SOURCE PASSAGE.

● ● ●

People v. Sherwin, 334 Ill. 609 (1929)

April 20, 1929 · Illinois Supreme Court · No. 18040
334 Ill. 609

(No. 18040

The People of the State of Illinois, Defendant in Error, vs. Lionel A. Sherwin, Plaintiff in Error.

Opinion filed April 20, 1929

Rehearing denied June 5, 1929.

*610Laramie & Sherwin, for plaintiff in error.

Oscar E. Carestrom, Attorney General, Robert E. Crowe, State’s Attorney, and James B. Searcy, (Henry T. Chace, Jr., and Edward E. Wieson, of counsel,) for the People.

Mr. Justice Duncan

delivered the opinion of the court:

The circuit court of Cook.county entered an order and judgment finding the plaintiff in error, Lionel A. Sherwin, guilty of a direct contempt of that court, assessed a fine of $300 against him, and entered an order that in default of payment of the fine he be committed to the jail of Cook county for a period not to exceed thirty days or until he *611might be otherwise discharged by due course of law. Plaintiff in error sued out a writ of error in the Appellate Court for the First District for the review of the record, and that court affirmed the judgment of the circuit court. He sued out a writ of error in this court for a further review of the record.

The record shows by its recitals that plaintiff in error was attorney for the defendants in the case of Steve Toht vs. Louis K. Brown et al. No. 101201, which was pending for trial in the circuit court of Cook county on the docket of Judge Torrison, of that court; that while the case was so pending for trial plaintiff in error was served with notice by the attorney for the plaintiff in that case that said attorney would appear at a certain time before Judge Torrison and file a petition charging plaintiff in error with “criminal constructive contemptthat a rule was entered by Judge Torrison requiring plaintiff in error to answer the petition charging him with such contempt; that plaintiff in error filed his answer under oath denying the allegations of the petition and that the case was set for a hearing; that after hearing the evidence Judge Torrison entered an order finding plaintiff in error not guilty of such contempt but in his order made findings of fact that seem to have been very objectionable to plaintiff in error; that after the order finding him not guilty of contempt had been entered by Judge Torrison the case was assigned to Judge Harry M. Fisher, another judge of the circuit court, and while it was pending for trial before Judge Fisher, and on November 2, 1925, plaintiff in error presented to Judge Fisher and filed in the circuit court in said case his petition, in which he asked to have the findings of fact entered in the contempt proceedings of Judge Torrison expunged from the record. It was for the presenting and filing of this petition before Judge Fisher that plaintiff in error was found guilty of direct contempt, and it was Judge Fisher, presiding as circuit judge, who entered the order and judgment *612which plaintiff in error now asks to have reviewed by this writ of error.

● ● ●

[Source data]

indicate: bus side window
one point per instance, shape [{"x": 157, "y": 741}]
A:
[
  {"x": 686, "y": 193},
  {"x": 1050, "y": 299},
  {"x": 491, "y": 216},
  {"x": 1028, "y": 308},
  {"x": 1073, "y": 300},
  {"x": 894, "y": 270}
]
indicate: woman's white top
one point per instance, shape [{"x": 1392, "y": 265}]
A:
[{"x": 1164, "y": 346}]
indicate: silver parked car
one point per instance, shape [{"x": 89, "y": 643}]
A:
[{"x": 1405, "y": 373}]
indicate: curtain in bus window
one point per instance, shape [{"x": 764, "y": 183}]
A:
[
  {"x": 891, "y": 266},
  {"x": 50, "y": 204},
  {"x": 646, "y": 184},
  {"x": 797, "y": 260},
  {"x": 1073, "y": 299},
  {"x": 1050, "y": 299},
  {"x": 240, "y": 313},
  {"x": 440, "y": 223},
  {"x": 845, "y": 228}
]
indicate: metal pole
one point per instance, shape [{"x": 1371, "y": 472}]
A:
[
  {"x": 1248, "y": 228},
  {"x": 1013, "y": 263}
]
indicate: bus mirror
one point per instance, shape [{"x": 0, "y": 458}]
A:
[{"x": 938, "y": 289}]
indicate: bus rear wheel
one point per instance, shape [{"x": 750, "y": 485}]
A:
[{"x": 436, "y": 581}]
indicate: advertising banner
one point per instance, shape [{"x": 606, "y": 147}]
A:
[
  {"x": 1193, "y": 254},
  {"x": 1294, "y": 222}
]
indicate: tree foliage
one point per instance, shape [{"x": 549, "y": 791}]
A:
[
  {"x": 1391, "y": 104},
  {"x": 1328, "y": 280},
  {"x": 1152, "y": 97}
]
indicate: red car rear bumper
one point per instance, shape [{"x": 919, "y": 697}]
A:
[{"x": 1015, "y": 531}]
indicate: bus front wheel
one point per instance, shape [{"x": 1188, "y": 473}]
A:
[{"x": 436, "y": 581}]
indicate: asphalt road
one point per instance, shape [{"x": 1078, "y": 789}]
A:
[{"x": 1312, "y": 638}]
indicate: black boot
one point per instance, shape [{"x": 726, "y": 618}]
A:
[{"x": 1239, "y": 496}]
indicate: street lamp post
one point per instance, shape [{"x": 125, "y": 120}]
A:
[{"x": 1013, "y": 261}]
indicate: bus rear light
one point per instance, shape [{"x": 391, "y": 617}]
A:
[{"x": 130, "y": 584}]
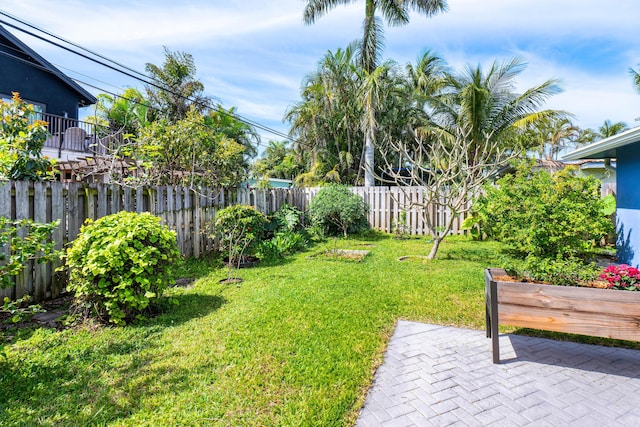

● ● ●

REQUEST A.
In the Sherwin opinion, what fine did the circuit court assess against Sherwin?
REQUEST B.
Pick up the Sherwin opinion where it stops and write the next part.
The rows stand apart from the Sherwin opinion and are separate material.

REPLY A.
$300.

REPLY B.
The petition of plaintiff in error sets out that prior to the time the charge of contempt was filed against him before Judge Torrison, the latter had shown a vindictive and hostile spirit toward plaintiff in error to such an extent that plaintiff in error had advised his clients who had cases pending before Judge Torrison that he could not represent them in the court of said judge, and that in one case, at the request of his client, plaintiff in error had prepared a petition for change of venue from Judge Torrison, which had been allowed, and that in another case the hostility of Judge Torrison toward plaintiff in error was very pronounced and apparent.

The petition of plaintiff in error contains, among others, the following allegations: “When this cause came on the 8th of October on petition and sworn answer to the rule, petitioner asked what was’ there more to be heard, and stated to Judge Torrison that petitioner must be judged on his answer. Judge Torrison refused to follow the law of the State of Illinois and directed that a hearing be had and heard oral evidence contrary to the law of the State of Illinois, and notwithstanding the fact that such oral evidence clearly vindicated petitioner of any wrongdoing said Judge Torrison entered a finding of facts in an order so entered in.this cause on April 21, 1925, and in the same order, in the last paragraph, discharged the rule and found your petitioner not guilty, though by his findings of fact as set up in said order, judgment or decree, or whatever it is which Judge Torrison filed in this case on April 21, 1925, though untrue and not supported by any legal or competent evidence, finds certain facts against petitioner, with the sole aim and purpose to humiliate and shame petitioner and blast the reputation of the petitioner.” The prayer of the petition is as follows: “Petitioner now prays that this so-called order, judgment or decree, or whatever *613it may be called, of April 21, 1925, and particularly pages 1, 2 and 3, and all but paragraph 4 on page 4, be expunged from the records of this court; and your petitioner prays for other and further relief in this matter becausé your petitioner says that this so-called order, judgment or decree, and particularly the findings of fact therein, are contrary to law, not based on any law, and are a result of hatred and vindictiveness of said Judge Torrison towards petitioner.”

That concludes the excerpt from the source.